What is the Hardy–Weinberg principle? Applying it to Practical Scenarios.
Today I’ll explain what the Hardy–Weinberg principle is.
The concept of genetic equilibrium, also known as Hardy-Weinberg equilibrium, describes the idealized conditions in a population where the allele frequencies remain constant over time. It assumes that certain conditions are met, including a large population size, random mating, no mutation, no migration, no selection, and no genetic drift. However, in real populations, these conditions would be often not fully met, and various factors can lead to changes in allele frequencies and genotypic proportions such as mutation, genetic drift. Therefore, while genetic equilibrium describes a theoretical scenario, real populations are subject to various evolutionary forces that can cause changes in allele and genotype frequencies over time.
https://en.wikipedia.org/wiki/Hardy%E2%80%93Weinberg_principle
I will explain taking this into consideration. Let’s illustrate it with a simple example. There is a population of hemp being cultivated, consisting of 2 individuals with the genotype: AA, 1 individual with the genotype: Aa, and 1 individual with the genotype: aa.

Image point grounding data
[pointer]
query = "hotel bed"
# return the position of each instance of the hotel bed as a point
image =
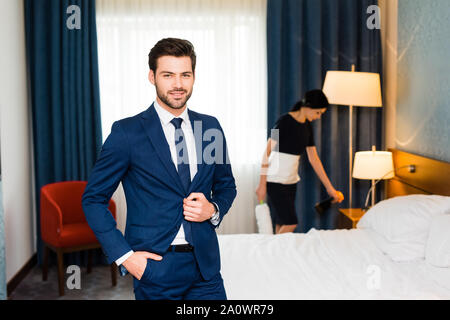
(399, 250)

WORK TO BE COMPLETED:
In the text on the Hardy–Weinberg principle, how many individuals in the cultivated hemp population have the genotype AA?

RESULT:
Two individuals.